● **JOBS**:
**a.** In the thread about Python quines, how are "quines" defined?
**b.** Please write the next part of the thread about Python quines, picking up after its final line of code.

● **SOURCE**:
· · · · ·

2008-01-27 Thread Boris Borcic

Now there's always that style :

 >>> print x

Traceback (most recent call last):
   File "", line 1, in 
 eval(x)
   File "", line 2
 Traceback (most recent call last):
  ^
SyntaxError: invalid syntax

 >>> eval(x)

Traceback (most recent call last):
   File "", line 1, in 
 eval(x)
   File "", line 2
 Traceback (most recent call last):
  ^
SyntaxError: invalid syntax
 >>>


Arnaud Delobelle wrote:
> Hi all,
> 
> An earlier post today got me thinking about "quines" (programs that 
> output themselves) in Python.  I tried to find some on the web but 
> didn't find many ([1]).  In particular I didn't find any that 
> corresponded to my instinctive (LISP-induced, probably) criterion:
> 
> def self_evaluating(s):
> "Return True if string s evaluates to itself"
> return s == eval(s)
> 
> Here is the result of my efforts so far:
> 
> 1. Starting from the classic idea (lambda x:x%x)('lambda x:x%x') I got 
> the following
> v=(lambda x:x%('"''""'+x+'"''""'))("""(lambda 
> x:x%%('"''""'+x+'"''""'))(%s)""")

· · · · ·

(Object location annotation data)
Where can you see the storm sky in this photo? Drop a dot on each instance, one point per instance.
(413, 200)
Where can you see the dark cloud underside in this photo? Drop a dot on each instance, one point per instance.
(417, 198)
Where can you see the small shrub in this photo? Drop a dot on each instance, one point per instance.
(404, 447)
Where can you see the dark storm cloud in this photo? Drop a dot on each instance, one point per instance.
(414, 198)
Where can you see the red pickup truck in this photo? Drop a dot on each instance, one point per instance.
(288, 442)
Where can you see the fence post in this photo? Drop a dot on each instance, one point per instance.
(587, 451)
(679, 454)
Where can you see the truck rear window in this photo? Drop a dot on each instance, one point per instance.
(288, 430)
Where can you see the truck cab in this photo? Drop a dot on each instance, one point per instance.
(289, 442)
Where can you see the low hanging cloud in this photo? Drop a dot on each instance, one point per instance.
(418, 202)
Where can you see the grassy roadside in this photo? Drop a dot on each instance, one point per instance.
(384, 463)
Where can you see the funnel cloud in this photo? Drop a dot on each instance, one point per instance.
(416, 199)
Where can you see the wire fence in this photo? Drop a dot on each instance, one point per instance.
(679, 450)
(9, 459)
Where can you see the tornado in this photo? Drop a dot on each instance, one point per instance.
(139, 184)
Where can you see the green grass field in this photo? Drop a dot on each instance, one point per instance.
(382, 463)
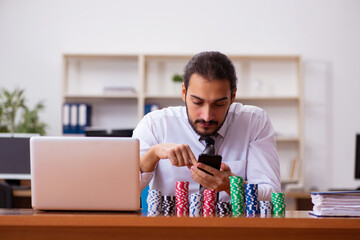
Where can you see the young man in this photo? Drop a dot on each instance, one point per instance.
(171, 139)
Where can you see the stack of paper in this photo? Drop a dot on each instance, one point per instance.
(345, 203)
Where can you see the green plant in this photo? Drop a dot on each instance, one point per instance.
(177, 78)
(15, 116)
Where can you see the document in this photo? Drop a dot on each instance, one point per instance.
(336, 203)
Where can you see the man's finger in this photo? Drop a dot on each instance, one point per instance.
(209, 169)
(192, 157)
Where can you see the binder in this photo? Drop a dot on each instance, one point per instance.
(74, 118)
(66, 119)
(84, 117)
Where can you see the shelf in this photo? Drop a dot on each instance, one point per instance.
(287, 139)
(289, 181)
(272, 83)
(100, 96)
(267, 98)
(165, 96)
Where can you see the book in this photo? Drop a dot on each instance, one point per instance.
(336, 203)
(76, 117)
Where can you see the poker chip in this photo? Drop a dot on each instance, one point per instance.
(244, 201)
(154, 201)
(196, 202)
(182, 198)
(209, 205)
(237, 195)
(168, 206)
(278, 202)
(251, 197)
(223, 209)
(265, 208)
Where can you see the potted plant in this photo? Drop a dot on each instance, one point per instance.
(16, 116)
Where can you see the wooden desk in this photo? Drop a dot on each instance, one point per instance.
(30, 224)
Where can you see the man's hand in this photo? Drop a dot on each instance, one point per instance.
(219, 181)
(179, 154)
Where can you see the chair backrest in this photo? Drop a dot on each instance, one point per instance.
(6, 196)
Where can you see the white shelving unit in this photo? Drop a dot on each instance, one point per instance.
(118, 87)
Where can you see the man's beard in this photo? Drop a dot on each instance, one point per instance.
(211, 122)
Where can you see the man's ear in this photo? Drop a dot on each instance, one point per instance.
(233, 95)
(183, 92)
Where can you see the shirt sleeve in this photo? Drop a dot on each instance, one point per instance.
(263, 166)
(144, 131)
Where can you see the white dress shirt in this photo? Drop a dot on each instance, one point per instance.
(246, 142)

· · · · ·

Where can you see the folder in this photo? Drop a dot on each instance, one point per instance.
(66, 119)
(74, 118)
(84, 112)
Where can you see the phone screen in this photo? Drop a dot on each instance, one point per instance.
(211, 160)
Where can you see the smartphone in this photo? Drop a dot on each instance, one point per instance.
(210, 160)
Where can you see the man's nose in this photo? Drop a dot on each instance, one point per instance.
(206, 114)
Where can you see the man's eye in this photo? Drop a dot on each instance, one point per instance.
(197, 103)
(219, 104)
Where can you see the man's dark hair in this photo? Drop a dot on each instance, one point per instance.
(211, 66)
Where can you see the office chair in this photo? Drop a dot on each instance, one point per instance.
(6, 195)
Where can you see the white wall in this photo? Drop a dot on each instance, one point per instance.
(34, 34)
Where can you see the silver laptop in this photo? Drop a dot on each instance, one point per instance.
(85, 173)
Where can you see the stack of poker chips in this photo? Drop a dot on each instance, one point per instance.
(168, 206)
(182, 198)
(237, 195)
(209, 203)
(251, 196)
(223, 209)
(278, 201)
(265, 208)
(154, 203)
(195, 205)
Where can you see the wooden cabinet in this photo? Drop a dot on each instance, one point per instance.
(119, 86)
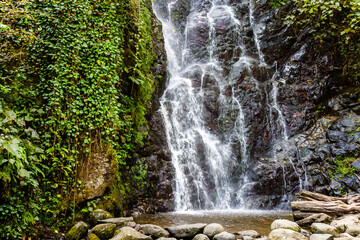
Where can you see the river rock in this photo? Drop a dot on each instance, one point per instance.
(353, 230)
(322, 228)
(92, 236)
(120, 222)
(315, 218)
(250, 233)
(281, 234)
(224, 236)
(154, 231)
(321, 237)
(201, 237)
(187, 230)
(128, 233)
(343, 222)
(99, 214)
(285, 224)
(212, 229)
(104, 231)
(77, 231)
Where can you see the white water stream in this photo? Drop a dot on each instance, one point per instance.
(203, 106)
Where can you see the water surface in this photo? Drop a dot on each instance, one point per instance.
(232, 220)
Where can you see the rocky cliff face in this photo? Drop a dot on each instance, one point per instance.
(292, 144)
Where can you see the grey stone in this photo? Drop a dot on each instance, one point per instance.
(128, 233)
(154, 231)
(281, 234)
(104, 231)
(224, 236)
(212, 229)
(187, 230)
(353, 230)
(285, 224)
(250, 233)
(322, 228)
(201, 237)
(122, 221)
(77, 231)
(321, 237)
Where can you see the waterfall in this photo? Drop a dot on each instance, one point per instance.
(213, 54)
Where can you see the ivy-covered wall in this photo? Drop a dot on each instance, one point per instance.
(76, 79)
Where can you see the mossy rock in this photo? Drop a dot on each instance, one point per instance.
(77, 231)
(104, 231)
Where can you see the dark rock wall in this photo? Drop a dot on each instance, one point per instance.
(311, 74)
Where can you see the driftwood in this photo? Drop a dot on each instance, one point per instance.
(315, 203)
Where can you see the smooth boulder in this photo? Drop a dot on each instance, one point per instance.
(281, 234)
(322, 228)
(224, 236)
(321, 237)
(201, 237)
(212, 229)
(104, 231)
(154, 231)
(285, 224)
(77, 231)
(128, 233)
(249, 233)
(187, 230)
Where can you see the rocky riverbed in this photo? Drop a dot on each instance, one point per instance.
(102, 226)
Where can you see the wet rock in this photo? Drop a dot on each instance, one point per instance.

· · · · ·

● **ANSWER LIST**:
**a.** Programs that output themselves.

**b.**
> 
> 2. (Given that if s is a nonempty string, s*2 is a longer string).  
> Starting from the idea "%s %s" % (("%s %s",)*2) I got the following
> u="\"%s\" %% ((r\"%s\",)*2)" % ((r"\"%s\" %% ((r\"%s\",)*2)",)*2)
> 
> Most of my problems in creating these 2 was with finding a suitable way 
> of quoting strings that propagates well. Both u and v are one-liners.  
> I'm hoping for no funky line wrapping here.
> 
> Note: I'm not quoting the string as it makes no difference since they 
> evaluate to themselves:)
> 
> I'd like to know if anyone on the list has indulged in this 
> time-bending/mind-wasting activity before.  If so, it would be nice to 
> create a list of such expressions.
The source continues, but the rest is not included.